- _Extracted information_:
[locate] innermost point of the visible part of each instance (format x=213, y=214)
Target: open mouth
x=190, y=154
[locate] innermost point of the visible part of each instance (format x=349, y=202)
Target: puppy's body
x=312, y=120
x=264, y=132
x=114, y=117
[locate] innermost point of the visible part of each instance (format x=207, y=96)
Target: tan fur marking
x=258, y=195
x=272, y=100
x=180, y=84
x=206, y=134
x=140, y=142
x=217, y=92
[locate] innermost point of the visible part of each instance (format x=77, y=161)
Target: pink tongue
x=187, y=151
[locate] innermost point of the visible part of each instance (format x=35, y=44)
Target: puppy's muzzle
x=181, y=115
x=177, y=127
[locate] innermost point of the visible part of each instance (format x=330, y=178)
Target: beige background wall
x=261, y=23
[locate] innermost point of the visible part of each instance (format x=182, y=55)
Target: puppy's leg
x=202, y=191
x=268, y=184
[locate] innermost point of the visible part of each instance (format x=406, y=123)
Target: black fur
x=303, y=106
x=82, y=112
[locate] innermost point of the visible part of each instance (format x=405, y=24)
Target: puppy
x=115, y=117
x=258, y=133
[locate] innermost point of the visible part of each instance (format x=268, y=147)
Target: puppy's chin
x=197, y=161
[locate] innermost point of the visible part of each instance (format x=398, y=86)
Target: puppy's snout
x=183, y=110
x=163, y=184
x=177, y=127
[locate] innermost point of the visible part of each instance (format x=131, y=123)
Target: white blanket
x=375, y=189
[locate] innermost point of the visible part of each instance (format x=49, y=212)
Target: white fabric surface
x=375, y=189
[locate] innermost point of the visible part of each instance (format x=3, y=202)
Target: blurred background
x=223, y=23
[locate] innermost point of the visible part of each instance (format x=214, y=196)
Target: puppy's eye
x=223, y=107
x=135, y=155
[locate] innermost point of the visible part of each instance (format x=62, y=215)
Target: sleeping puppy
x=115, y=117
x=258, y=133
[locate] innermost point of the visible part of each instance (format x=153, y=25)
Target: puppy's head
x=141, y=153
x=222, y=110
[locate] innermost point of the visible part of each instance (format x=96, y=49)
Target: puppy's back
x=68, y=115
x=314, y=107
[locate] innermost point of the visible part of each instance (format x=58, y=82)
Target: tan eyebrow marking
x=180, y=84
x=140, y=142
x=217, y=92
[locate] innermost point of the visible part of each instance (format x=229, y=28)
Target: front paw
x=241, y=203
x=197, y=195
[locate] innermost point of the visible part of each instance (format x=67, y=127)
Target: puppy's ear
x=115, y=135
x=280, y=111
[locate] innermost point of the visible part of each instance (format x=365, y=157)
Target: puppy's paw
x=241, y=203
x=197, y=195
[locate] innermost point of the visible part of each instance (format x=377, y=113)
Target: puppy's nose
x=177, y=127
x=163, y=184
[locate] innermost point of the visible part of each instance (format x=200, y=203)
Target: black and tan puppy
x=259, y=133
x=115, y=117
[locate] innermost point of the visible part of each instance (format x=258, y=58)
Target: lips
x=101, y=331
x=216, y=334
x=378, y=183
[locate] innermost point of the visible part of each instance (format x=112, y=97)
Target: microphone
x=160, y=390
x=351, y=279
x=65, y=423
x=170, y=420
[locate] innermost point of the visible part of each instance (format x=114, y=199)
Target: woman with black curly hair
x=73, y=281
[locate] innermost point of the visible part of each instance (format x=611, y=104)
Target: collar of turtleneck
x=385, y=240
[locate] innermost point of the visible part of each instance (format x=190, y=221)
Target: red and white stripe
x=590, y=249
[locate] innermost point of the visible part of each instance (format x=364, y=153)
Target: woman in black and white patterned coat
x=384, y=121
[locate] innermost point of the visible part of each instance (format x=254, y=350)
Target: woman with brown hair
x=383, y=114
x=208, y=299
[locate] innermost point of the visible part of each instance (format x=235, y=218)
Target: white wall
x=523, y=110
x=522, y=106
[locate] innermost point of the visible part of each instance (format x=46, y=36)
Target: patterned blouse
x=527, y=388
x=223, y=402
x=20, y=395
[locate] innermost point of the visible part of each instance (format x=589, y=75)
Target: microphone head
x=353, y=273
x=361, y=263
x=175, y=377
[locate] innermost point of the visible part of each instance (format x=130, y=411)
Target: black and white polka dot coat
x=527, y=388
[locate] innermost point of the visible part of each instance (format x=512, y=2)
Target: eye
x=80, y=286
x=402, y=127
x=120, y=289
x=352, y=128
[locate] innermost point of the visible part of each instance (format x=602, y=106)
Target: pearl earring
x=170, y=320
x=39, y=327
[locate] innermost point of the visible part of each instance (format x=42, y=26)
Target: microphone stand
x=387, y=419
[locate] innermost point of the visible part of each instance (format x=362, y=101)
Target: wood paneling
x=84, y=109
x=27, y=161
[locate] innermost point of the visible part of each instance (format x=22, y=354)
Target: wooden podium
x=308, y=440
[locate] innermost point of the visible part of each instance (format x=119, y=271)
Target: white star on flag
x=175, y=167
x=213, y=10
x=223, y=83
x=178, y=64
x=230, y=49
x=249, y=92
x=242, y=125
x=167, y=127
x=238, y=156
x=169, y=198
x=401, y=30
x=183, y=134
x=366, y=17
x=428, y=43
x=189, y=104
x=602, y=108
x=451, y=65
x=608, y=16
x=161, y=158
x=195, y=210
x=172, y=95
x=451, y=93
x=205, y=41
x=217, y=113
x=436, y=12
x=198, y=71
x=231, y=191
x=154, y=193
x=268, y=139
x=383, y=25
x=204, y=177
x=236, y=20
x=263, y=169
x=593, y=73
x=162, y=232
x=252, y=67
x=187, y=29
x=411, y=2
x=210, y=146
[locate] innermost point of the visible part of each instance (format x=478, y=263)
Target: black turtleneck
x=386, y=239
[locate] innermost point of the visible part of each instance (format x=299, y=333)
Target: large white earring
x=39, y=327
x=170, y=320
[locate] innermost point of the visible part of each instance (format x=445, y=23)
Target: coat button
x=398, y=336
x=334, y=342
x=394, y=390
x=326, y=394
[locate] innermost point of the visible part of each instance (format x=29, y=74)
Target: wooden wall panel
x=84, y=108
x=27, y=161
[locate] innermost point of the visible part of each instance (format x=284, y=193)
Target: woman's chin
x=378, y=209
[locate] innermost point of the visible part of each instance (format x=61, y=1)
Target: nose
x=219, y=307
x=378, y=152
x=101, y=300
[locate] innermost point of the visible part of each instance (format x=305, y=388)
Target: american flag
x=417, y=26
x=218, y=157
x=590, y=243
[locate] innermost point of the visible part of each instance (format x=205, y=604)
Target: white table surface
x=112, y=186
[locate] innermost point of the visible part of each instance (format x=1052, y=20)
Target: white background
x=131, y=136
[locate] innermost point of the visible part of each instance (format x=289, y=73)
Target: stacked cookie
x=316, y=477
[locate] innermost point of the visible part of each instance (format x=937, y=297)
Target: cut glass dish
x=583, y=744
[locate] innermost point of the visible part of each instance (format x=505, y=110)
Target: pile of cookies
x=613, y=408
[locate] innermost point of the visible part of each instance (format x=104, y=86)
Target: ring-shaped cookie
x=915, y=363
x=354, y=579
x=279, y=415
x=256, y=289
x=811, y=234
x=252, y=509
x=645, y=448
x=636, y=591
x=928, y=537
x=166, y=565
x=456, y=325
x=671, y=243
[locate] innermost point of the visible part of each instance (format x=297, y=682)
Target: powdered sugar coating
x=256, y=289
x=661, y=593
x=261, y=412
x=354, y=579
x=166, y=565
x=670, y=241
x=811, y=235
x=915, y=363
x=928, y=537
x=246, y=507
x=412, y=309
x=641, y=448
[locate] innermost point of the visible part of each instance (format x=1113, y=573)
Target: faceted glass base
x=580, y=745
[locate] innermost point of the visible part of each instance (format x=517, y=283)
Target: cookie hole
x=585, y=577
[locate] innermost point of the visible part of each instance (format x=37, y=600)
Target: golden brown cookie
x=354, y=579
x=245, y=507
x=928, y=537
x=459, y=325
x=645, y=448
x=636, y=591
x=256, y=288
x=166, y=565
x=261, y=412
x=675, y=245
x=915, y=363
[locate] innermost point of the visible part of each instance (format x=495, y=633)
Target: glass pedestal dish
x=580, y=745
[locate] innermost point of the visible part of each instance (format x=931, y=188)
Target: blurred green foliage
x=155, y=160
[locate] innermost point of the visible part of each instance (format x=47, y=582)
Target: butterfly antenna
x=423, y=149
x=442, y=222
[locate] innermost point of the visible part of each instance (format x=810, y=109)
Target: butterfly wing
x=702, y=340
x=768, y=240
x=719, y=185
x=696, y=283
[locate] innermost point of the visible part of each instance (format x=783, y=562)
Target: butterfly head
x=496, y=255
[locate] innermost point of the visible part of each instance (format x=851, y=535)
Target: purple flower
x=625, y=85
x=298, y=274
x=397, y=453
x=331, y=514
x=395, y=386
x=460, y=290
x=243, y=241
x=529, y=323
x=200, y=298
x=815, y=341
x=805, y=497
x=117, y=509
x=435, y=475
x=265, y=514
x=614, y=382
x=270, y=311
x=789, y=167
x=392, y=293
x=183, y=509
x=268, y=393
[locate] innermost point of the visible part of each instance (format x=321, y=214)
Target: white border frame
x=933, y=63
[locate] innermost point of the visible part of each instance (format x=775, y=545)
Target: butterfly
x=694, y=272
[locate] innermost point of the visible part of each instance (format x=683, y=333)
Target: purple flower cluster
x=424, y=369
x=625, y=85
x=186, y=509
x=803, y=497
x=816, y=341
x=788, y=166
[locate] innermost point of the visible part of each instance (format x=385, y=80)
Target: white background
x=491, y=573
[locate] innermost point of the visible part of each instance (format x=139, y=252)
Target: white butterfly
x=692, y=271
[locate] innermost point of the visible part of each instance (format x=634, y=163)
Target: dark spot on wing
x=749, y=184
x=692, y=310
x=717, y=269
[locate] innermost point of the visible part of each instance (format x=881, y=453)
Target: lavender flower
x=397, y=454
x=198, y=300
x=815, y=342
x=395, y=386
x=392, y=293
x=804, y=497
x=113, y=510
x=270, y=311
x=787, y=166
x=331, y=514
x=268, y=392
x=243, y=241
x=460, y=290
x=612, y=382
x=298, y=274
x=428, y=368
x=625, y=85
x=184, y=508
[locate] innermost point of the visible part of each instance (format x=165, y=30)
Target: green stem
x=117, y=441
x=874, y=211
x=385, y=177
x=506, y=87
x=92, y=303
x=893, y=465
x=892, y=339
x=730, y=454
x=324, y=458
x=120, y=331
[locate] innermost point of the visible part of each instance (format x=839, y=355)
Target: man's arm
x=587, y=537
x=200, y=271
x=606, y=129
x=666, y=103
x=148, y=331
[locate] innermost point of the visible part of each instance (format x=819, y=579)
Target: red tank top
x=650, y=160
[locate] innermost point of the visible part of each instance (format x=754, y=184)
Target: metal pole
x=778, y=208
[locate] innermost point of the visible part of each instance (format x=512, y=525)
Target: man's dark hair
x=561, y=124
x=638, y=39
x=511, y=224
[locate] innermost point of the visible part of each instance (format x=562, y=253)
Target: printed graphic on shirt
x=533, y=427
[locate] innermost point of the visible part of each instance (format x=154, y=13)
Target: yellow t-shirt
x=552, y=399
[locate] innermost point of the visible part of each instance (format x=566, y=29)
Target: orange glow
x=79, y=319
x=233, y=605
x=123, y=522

- _Required task_: Recast the part of the entries that opens with the line containing "(format x=77, y=161)" and closes with the line containing "x=268, y=184" as a Markdown table with the columns Row and Entry line. Give each line its own numbered row and leave out any blank lines.

- _Reply_:
| Row | Entry line |
|---|---|
| 1 | [locate] innermost point of the visible part of each instance (format x=77, y=161) |
| 2 | Target: pink tongue |
| 3 | x=187, y=151 |
| 4 | [locate] innermost point of the visible part of each instance (format x=35, y=44) |
| 5 | Target: puppy's muzzle |
| 6 | x=181, y=115 |
| 7 | x=177, y=127 |
| 8 | [locate] innermost point of the visible part of each instance (format x=330, y=178) |
| 9 | Target: beige background wall |
| 10 | x=261, y=23 |
| 11 | [locate] innermost point of the visible part of each instance (format x=182, y=55) |
| 12 | Target: puppy's leg |
| 13 | x=202, y=191 |
| 14 | x=268, y=184 |